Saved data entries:
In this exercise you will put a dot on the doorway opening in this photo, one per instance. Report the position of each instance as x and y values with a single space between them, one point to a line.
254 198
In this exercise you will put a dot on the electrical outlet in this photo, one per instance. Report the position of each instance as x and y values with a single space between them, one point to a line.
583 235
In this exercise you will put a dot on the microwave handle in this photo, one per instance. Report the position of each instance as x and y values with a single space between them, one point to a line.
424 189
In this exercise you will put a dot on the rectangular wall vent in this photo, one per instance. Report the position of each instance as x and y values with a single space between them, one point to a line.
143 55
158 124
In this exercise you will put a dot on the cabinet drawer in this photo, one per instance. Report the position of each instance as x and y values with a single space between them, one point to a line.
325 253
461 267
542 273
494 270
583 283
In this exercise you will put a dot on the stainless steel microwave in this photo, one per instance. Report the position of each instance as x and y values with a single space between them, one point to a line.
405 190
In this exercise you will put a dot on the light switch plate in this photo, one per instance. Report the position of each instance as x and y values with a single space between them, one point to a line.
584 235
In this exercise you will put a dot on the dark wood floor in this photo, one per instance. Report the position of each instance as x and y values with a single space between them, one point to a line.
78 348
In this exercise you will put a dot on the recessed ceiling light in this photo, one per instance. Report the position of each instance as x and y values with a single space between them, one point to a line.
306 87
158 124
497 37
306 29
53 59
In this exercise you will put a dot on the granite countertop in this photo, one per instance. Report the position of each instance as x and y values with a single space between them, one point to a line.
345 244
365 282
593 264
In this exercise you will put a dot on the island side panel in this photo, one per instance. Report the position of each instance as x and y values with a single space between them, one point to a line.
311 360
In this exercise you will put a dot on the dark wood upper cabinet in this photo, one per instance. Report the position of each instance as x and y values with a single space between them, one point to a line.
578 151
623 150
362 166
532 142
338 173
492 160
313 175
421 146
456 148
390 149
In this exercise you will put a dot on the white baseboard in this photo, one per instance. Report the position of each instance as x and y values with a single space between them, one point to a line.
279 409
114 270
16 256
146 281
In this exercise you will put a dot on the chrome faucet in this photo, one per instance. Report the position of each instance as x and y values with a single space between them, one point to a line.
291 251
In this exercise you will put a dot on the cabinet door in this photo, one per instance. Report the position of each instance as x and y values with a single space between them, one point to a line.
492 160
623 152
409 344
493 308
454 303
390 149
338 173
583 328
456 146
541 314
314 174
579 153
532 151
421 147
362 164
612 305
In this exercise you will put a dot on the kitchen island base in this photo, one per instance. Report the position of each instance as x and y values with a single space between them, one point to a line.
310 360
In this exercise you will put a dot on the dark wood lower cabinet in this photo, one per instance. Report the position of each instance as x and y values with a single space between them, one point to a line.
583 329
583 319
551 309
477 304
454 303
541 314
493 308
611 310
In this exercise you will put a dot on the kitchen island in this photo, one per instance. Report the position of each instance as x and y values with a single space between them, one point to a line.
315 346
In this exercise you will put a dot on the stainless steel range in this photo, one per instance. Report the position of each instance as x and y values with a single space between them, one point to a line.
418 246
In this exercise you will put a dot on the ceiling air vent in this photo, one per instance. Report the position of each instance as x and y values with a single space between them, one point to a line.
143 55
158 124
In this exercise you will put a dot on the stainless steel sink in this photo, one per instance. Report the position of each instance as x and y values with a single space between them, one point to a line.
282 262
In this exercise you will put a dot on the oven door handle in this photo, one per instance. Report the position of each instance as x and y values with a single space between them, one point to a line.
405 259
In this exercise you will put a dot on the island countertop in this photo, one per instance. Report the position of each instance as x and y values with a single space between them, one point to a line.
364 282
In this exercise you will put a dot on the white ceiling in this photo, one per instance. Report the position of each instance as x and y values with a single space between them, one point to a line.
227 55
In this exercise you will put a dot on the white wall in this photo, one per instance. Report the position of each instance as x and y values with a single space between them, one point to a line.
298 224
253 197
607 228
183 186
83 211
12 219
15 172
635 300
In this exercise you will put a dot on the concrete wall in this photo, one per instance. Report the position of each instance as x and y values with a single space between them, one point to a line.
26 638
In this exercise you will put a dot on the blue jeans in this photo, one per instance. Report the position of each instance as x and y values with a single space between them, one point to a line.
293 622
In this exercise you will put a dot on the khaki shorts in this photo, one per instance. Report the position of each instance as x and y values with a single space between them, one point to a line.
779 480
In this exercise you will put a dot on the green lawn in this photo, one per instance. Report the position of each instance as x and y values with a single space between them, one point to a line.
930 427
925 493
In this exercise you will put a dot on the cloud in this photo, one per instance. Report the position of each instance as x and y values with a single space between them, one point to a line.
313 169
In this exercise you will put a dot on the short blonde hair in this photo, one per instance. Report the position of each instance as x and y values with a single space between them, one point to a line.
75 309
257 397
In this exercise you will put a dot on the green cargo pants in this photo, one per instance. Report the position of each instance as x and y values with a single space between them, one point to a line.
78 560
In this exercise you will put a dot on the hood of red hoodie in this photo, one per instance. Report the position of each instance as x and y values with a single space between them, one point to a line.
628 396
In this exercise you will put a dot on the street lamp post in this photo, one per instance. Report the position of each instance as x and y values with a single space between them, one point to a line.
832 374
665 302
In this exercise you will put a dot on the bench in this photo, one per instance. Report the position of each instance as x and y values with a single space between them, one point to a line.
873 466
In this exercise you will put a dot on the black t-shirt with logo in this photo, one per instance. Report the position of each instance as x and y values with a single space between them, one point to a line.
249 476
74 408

» **TASK REQUIREMENTS**: Extract all the material, leaving every line as it is.

» **RESULT OF THIS TASK**:
In this exercise you will put a dot on the doorway opening in this photo, one per instance. Report the position of each instance as x and y values with a single space between them, one point to a line.
254 198
In this exercise you will put a dot on the electrical outlet in this photo, one per instance. Report the position of each instance as x and y values with a single space between them, one point to a line.
583 235
In this exercise you will put a dot on the microwave handle in this photo, one per instance. Report the position of each instance as x and y values with a single space between them, one point to a line.
424 189
In this exercise you will put a dot on the rectangular wall vent in this photo, one per instance. Report the position of each instance as x and y values with a single space between them, one point to a line.
143 55
158 124
In this exercise you will put a dot on the cabinet drawer in this photo, one per instance. Report the position of each instance as x and y values with a single space between them, one point to a line.
325 253
461 267
542 273
494 270
583 283
In this exercise you will put a dot on the stainless steel microwave in this photo, one per instance. Report the position of each instance as x and y values with a single space between them, one point to a line.
405 190
In this exercise you will put a dot on the light switch plate in this photo, one per instance. Report the position of each instance as x and y values with a single space between them, one point to a line.
584 235
In this exercise you will put a dot on the dark wood floor in this photo, one per instance. Report the position of each instance as x and y values with a single space between them, one point to a line.
78 348
In this exercise you will put a dot on the recessed ceiling light in this photo, one per instance. Report the position of each instance as x and y values with a single space between them, one point to a line.
306 87
158 124
497 37
306 29
53 59
In this exercise you will put a dot on the granite countertop in this photo, one per instance. Report the position of each instance as x and y values with a single space between them, one point to a line.
345 244
365 282
593 264
In this exercise you will put a dot on the island side panel in this photo, one per instance. Report the position of each instance as x and y values with a single space between them, one point to a line.
311 360
In this exercise you will put a dot on the dark wood upper cabinet in this photo, one per instance. Report the position of each instance as x and y values with a single space between them, one point to a line.
578 151
623 150
362 166
532 142
338 173
492 160
313 175
421 146
456 148
390 149
In this exercise you will put a dot on the white baseboard in this photo, one per instance. Report the position of each instance as x and y values with a single space between them, one point to a line.
279 409
114 270
16 256
146 281
In this exercise you will put a dot on the chrome faucet in this photo, one per instance. Report the position of each instance as x and y values with a single space between them, one point to a line.
291 251
In this exercise you will put a dot on the cabinet door in this photo, one per instance. Report the position of each instance as x and y values with a single space between them, one point to a line.
492 160
623 152
409 344
493 308
454 303
390 149
338 173
583 328
456 146
541 314
314 174
579 153
532 151
421 147
362 164
612 305
In this exercise you will put a dot on the kitchen island base in this photo, one per instance. Report the position of each instance as x and y values with a single space between them, one point to a line.
310 360
In this exercise you will put a dot on the dark wood lower cabinet in this photo, one per instance. Report the position of each instance as x and y values with a single space between them, one point to a line.
583 329
583 319
551 309
477 304
454 303
541 314
493 308
611 310
In this exercise you will put a dot on the kitchen island in this photo, one per instance. Report the position of each instance as x and y values with a single space between them, one point to a line.
315 346
In this exercise you will put a dot on the stainless steel range in this photo, one per instance. Report the position of each instance as x and y values with a single space between them, one point to a line.
418 246
In this exercise you will put a dot on the ceiling air vent in this photo, one per instance. Report the position of each instance as x and y values with a single space between them, one point to a line.
143 55
158 124
In this exercise you will put a dot on the stainless steel sink in this photo, one per instance. Report the position of each instance as x and y values with a single space between them, one point to a line.
282 262
In this exercise you will put a dot on the oven door handle in this photo, one per instance. Report the position of each instance as x and y values with a single space between them, one point to a line.
405 259
In this exercise you will put a dot on the island countertop in this photo, one per instance. Report the position of each instance as x and y values with a single space between them, one point to a line.
364 282
In this exercise you will put a dot on the white ceiling in this photo, one per instance. Report the position of each instance as x and y values with a single space between them, one point to a line.
227 55
In this exercise you will put a dot on the white wall in this photo, one per instance. Report the position of each instance as x and y values with a single space between them, one point to a line.
298 224
253 197
607 228
183 186
83 211
12 219
15 172
635 300
In this exercise you will put a dot on the concrete wall in this photo, one per instance. Report the position of each instance as x and y values with a single space between them, one point to a line.
26 638
In this exercise you will put a dot on the blue jeans in this photo, one per instance. Report the position of each instance as x and y values with a single space between them, one point to a line.
293 622
In this exercise you will put a dot on the khaki shorts in this photo, one per instance. Report the position of each instance as x and y values with a single space between them, one point to a line.
779 480
In this exercise you will put a dot on the green lawn in this photo, one per instance. Report the position of each instance as x and y values with a single space between them, one point to a line.
930 427
925 493
In this exercise you will put a dot on the cloud in this photo, one per instance. Report the position of each instance as x and y values with a single space between them, one point to a line.
313 169
In this exercise you will put a dot on the short blonde hair in this photo, one per instance. Report the position of each instance as x and y values with a single space between them, one point to a line.
75 309
257 397
In this exercise you will put a dot on the green cargo pants in this photo, one per instance. Report the position of each instance as x and y values with a single space between them, one point to a line.
78 560
In this exercise you will put a dot on the hood of red hoodie in this photo, one per instance. Report the position of each instance as x and y values with a single space between them, one point to a line.
628 396
In this exercise you will put a dot on the street lamp post in this photo, one per instance. Report the position of each instance as x and y values with a single space between them, one point to a line.
832 374
665 302
In this exercise you will put a dot on the bench in this photo, one per instance. Report the position of each instance as x and y values with a single space between them, one point to a line.
873 466
In this exercise you will put a dot on the black t-shirt with logo in this photo, one per instance. Report the position of each instance as x and y values with a single space between them, one point to a line.
249 476
74 408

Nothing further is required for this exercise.